### SET EXERCISE 1
In the entries further down, copy out the lines from the one containing "Pinpoint elephant's ear here." through the one containing "xmin=186 ymin=21 xmax=305 ymax=174", with both of those lines included.

··· DOCUMENT EXCERPT

The second DC stores its logs on an E drive that is a logical drive on 
the same physical hard drive as C.

Phil Brutsche wrote:
> Whoever did the initial configuration put the directory service database
> (the DIT) on C: but put the transaction logs on F:.
>
> That doesn't explain why BOTH DCs went down though... unless there was a
> bigger problem with the FC SAN and both DCs are configured the same way.
>
> Bill Humphries wrote:
>   
>> (sorry about the long winded email)
>> Hi all,
>>
>> I'm hoping for a little insight here so I can avoid another evening like 
>> last night.
>>
>> Client has main office with PDC and a second DC.  One satellite office 
>> with one DC.  The PDC and the backup both have DNS installed.  At 6pm 
>> authentication to anything at the main site started failing.  I could 
>> not log on to either DC in the office with admin user.  I could not log 
>> onto TS with my user account.  Remote office is a timezone behind and 
>> still working...I received calls that everyone lost connection to 
>> exchange server at main office.
>>
>> Authentication from remote DC continued to function.
>>
>> Rebooted both DCs at main office and AD authentication resumed and 
>> dcdiag came back clean.  Looking at logs I see what happened, but don't 
>> know why it was so catastrophic.
>>
>> It looks like the PDC's F drive, which is a fiber connected raid array, 
>> hiccuped for some reason and was unavailable for about one minute.  
>> First error in directory services log is:
>>
>> /NTDS (544) NTDSA: An attempt to write to the file "F:\NTDS\edb.log" at 
>> offset 10049536 (0x0000000000995800) for 512 (0x00000200) bytes failed 
>> after 23 seconds with system error 2 (0x00000002): "The system cannot 
>> find the file specified. "./
>>
>> At this point, the DC stopped acting as a DC and began rejecting all 
>> authentication requests until a reboot was initiated.  I don't 
>> understand a couple of things.  First, I was actually surprised that 
>> there is NTDS folder on the F drive.  This is the file server and I 
>> certainly wouldn't want it on the same partition as the company file 
>> shares.  There is also a NTDS folder on the C:/windows and I see this in 
>> the logs this morning, which I would assume means it is using this 
>> partition for NTDS:
>> /
>> NTDS (544) NTDSA: Online defragmentation has completed a full pass on 
>> database 'C:\WINDOWS\NTDS\ntds.dit'/.

······
··· EXTRACTED RECORDS

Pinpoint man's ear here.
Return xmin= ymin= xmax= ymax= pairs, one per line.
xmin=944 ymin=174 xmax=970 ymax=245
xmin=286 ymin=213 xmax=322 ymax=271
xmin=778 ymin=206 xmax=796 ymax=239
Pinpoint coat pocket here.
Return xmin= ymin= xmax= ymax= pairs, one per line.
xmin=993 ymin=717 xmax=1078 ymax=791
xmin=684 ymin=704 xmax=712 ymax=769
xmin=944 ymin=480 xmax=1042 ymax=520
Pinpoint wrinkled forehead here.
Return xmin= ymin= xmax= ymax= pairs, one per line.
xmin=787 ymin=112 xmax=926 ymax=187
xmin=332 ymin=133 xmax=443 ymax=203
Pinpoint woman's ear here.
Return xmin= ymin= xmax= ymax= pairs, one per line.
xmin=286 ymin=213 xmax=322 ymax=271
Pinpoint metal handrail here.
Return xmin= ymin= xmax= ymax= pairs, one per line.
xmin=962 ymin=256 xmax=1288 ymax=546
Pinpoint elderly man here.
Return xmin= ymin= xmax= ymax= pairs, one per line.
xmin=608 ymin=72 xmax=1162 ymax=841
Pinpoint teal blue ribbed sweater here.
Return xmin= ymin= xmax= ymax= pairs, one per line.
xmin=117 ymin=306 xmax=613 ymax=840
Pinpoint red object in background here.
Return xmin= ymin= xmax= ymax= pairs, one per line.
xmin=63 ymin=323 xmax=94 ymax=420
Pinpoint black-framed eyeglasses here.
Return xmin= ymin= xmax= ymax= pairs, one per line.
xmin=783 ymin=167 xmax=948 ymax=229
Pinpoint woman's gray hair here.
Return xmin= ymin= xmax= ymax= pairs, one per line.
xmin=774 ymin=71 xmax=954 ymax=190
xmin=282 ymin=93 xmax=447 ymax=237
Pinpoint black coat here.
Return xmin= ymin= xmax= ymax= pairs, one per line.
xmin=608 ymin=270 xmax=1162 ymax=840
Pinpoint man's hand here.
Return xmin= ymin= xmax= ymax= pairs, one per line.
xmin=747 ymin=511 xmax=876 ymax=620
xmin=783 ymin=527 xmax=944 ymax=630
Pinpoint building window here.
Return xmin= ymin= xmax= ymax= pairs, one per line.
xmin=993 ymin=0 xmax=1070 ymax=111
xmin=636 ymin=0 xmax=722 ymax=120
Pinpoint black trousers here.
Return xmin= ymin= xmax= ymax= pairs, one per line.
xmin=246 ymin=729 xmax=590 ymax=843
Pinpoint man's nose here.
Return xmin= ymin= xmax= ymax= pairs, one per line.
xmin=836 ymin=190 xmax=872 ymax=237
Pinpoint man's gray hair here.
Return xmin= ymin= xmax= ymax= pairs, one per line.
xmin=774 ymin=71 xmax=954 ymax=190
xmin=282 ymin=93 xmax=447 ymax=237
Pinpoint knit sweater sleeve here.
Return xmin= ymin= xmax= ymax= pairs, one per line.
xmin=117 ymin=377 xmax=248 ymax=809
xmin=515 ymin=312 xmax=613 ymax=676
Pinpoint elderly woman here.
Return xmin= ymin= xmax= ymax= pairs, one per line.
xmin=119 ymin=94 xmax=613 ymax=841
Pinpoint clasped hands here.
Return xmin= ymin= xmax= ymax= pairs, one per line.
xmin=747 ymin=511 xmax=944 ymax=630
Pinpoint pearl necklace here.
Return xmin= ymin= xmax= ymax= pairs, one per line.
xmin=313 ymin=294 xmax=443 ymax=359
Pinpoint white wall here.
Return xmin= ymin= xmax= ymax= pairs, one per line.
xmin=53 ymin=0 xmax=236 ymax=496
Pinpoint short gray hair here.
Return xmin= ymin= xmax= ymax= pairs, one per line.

······
··· EXTRACTED RECORDS

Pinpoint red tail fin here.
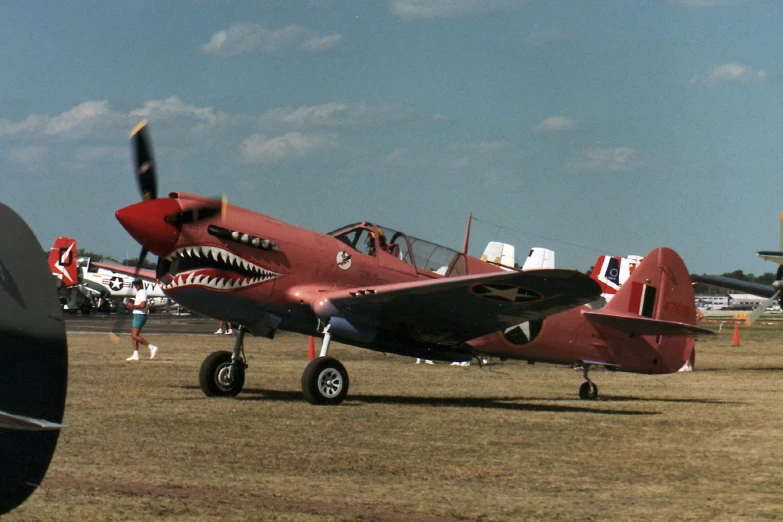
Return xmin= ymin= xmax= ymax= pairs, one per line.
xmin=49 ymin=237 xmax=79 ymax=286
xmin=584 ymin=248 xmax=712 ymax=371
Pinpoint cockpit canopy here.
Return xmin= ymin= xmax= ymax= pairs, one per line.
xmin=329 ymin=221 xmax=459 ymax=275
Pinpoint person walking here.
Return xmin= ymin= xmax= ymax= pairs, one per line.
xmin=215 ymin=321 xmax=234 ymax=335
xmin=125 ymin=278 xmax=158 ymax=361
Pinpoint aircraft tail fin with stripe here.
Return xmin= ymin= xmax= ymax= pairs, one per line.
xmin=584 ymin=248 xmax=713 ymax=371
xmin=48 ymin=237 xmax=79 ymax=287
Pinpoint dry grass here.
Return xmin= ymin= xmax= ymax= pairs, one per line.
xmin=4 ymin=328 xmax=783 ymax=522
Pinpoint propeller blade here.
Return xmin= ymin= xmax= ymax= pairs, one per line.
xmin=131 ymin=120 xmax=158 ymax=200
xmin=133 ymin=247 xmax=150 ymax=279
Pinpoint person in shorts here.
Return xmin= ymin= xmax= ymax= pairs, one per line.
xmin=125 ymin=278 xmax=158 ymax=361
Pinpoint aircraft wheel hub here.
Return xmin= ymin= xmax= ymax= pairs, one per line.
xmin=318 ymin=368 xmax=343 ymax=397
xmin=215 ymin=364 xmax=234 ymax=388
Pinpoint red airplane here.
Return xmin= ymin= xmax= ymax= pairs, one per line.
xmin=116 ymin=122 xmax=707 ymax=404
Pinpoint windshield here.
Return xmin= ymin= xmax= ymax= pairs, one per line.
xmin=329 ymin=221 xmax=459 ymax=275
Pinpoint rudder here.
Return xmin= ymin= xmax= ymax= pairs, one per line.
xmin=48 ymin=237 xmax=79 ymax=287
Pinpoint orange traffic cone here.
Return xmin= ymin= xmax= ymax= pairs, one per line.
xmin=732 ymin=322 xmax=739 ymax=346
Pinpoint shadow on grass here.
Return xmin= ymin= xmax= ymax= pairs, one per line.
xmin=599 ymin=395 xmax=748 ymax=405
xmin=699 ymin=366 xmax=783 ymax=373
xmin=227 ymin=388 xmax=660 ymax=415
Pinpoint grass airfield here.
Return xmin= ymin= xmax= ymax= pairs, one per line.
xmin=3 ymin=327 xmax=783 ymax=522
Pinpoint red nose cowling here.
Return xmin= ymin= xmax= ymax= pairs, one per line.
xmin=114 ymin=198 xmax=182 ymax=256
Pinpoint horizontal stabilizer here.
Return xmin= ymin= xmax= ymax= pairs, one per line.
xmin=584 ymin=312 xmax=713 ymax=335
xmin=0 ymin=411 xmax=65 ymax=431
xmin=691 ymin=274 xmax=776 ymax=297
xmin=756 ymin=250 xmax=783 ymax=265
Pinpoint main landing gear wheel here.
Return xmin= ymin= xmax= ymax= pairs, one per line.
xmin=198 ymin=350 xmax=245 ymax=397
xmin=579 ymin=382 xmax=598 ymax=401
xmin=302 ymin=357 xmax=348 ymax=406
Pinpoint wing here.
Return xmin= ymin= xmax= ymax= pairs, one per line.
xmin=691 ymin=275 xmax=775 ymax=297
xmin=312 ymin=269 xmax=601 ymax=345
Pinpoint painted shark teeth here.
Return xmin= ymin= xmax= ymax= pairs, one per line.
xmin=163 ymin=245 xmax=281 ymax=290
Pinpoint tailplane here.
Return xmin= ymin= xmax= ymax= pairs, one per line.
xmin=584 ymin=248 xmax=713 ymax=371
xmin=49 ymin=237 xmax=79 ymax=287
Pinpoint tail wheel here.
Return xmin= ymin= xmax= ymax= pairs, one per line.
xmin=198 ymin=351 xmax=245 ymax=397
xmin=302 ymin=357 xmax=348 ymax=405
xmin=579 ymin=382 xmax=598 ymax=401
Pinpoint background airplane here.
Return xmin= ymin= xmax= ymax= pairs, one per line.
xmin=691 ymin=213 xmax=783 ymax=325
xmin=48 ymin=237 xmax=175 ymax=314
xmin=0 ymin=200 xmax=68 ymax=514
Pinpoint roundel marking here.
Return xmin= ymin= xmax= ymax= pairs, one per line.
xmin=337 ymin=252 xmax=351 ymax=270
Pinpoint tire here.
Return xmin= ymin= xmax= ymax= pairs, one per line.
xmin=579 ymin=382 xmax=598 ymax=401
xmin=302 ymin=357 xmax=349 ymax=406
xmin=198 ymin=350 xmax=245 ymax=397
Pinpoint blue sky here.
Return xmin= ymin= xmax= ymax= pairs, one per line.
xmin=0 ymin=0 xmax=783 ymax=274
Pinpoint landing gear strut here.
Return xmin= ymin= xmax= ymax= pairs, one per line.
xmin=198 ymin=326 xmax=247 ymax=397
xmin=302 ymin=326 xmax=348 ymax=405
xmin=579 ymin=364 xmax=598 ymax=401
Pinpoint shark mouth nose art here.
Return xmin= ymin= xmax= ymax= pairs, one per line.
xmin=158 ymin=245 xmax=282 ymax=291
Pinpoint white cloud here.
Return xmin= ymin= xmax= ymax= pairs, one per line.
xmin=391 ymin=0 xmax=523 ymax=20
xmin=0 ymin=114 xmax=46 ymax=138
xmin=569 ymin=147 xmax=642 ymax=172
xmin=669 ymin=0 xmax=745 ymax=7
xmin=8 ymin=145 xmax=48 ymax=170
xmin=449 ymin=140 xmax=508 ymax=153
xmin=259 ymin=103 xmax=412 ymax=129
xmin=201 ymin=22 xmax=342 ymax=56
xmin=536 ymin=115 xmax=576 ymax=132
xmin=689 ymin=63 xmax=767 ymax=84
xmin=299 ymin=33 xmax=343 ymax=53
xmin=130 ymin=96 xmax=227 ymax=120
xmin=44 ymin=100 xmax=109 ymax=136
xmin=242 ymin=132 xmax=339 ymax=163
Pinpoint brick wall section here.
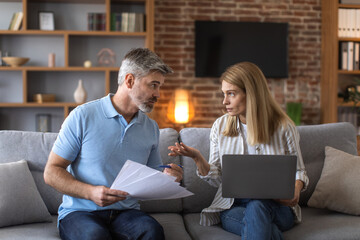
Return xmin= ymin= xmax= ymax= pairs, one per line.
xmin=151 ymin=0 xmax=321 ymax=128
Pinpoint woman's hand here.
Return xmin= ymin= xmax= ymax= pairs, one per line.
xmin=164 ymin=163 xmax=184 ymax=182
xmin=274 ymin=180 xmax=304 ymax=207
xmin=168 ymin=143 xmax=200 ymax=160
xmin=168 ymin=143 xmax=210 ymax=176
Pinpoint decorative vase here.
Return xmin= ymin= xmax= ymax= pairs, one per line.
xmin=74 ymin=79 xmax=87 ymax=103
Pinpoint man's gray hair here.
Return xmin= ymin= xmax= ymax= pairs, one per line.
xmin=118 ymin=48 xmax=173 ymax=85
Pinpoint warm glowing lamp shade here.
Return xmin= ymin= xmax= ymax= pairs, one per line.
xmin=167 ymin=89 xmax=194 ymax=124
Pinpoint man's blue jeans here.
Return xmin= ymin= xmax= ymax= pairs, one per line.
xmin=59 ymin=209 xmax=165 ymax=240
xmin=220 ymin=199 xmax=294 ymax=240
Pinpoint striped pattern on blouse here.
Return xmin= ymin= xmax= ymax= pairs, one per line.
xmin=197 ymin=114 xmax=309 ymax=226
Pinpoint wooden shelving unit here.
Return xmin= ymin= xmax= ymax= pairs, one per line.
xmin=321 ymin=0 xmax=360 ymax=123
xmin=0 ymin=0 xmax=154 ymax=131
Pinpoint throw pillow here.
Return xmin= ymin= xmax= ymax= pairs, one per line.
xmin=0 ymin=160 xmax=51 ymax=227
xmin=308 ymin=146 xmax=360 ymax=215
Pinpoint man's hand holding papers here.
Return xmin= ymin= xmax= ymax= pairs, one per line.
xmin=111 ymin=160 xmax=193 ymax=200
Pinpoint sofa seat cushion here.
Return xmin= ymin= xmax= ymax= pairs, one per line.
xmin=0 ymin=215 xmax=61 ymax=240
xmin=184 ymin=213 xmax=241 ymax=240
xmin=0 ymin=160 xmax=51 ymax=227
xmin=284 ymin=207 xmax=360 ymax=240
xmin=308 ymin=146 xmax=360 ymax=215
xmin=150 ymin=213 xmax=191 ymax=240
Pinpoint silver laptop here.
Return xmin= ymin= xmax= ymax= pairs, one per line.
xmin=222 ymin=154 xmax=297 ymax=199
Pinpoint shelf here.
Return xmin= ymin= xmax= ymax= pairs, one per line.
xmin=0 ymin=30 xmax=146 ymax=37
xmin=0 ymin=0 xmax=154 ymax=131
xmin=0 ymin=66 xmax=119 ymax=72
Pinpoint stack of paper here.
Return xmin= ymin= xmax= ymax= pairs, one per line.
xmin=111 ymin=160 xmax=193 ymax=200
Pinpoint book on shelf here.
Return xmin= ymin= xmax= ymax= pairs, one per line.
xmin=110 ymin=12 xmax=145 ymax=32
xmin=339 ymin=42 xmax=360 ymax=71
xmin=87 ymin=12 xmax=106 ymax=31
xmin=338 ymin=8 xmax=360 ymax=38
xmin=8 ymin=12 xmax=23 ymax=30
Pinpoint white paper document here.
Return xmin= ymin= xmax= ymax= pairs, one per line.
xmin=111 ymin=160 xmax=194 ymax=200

······
··· EXTRACTED RECORDS

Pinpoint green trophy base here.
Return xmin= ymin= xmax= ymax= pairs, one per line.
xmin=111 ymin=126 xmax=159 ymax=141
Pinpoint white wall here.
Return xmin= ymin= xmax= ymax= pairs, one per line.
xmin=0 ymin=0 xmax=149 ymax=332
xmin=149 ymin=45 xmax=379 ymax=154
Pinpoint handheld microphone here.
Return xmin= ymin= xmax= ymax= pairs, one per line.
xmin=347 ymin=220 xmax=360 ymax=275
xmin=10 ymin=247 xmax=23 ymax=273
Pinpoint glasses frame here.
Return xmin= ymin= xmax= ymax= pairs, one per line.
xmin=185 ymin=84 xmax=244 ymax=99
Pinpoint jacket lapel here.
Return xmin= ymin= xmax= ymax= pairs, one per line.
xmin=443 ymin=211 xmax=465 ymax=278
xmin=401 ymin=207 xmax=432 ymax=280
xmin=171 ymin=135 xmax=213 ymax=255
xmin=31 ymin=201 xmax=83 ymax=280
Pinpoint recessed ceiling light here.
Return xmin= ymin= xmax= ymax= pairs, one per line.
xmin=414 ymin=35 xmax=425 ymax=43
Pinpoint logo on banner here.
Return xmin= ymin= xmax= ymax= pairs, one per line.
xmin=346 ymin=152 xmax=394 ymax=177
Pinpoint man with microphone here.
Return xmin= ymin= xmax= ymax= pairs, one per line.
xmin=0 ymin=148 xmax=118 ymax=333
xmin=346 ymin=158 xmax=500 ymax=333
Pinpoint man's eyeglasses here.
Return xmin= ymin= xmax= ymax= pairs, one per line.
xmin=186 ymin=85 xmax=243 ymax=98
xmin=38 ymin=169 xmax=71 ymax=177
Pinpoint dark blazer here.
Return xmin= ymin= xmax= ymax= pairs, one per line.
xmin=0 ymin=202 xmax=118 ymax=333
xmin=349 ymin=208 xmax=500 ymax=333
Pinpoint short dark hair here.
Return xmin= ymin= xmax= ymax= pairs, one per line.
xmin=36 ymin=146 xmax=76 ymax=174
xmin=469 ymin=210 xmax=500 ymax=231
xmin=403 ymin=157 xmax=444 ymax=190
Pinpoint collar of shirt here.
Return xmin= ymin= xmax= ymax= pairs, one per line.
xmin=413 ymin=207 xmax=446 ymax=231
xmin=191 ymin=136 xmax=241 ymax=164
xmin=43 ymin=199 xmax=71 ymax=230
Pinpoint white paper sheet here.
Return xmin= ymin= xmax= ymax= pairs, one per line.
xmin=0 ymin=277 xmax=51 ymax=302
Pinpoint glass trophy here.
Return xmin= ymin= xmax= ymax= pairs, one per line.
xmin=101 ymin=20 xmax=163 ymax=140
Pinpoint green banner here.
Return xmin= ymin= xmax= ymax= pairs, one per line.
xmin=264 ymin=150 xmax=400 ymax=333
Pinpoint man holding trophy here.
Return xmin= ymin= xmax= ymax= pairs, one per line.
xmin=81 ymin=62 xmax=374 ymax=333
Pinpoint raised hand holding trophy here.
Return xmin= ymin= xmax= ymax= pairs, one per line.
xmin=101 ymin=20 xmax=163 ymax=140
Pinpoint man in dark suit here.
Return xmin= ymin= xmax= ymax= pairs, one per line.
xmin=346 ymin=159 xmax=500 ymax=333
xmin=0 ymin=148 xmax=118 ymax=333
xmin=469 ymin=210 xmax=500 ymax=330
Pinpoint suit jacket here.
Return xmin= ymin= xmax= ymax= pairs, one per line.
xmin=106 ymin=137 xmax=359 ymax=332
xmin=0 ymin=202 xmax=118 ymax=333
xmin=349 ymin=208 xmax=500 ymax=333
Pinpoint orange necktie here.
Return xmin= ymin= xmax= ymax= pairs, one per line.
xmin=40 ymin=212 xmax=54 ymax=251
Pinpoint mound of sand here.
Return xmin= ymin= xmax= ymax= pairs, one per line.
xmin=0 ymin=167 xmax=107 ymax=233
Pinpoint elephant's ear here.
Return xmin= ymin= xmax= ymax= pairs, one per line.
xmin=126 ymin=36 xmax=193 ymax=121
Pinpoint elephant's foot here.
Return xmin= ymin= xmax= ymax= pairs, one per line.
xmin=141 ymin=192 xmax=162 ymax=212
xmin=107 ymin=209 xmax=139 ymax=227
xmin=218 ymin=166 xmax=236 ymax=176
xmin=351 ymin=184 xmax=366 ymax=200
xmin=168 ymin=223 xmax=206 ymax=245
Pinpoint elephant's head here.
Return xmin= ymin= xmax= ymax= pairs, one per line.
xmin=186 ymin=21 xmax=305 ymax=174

······

### SET EXERCISE 2
Write the next part of the email thread about the domain controller outage, beginning after its last line.

### RESULT 1
Pinpoint elephant's ear here.
Return xmin= ymin= xmax= ymax= pairs, one per line.
xmin=126 ymin=36 xmax=193 ymax=121
Pinpoint elephant's foot here.
Return xmin= ymin= xmax= ymax= pairs, one per line.
xmin=141 ymin=192 xmax=162 ymax=212
xmin=107 ymin=209 xmax=139 ymax=227
xmin=218 ymin=166 xmax=236 ymax=176
xmin=351 ymin=184 xmax=366 ymax=200
xmin=168 ymin=223 xmax=206 ymax=245
Pinpoint elephant's head here.
Return xmin= ymin= xmax= ymax= pairs, one per line.
xmin=186 ymin=21 xmax=305 ymax=174

### RESULT 2
>>
>> Can anyone help me understand why it would exist on both drives and if 
>> it is on both drives, why would this hiccup bring the network to its knees?
>>
>> My other huge issue is why did my secondary DC not start 
>> authenticating.  I couldn't even log onto it during the down time and it 
>> has AD and DNS running on it.  There are no errors in the DS log viewer 
>> on this server during the downtime, but there are many replication 
>> errors logged on the Primary DC related to the backup DC trying to 
>> replicate to the Primary while the Primary was non responsive.
>>
>> Thanks for any help, guys.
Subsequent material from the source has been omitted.